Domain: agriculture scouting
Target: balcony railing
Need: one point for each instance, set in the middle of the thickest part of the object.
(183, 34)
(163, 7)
────
[What you have to do]
Output the material above, all of it, exactly.

[Output]
Domain: agriculture scouting
Target: balcony railing
Need: one point for each instance, set in the middle of the thickest part of the object.
(183, 34)
(163, 7)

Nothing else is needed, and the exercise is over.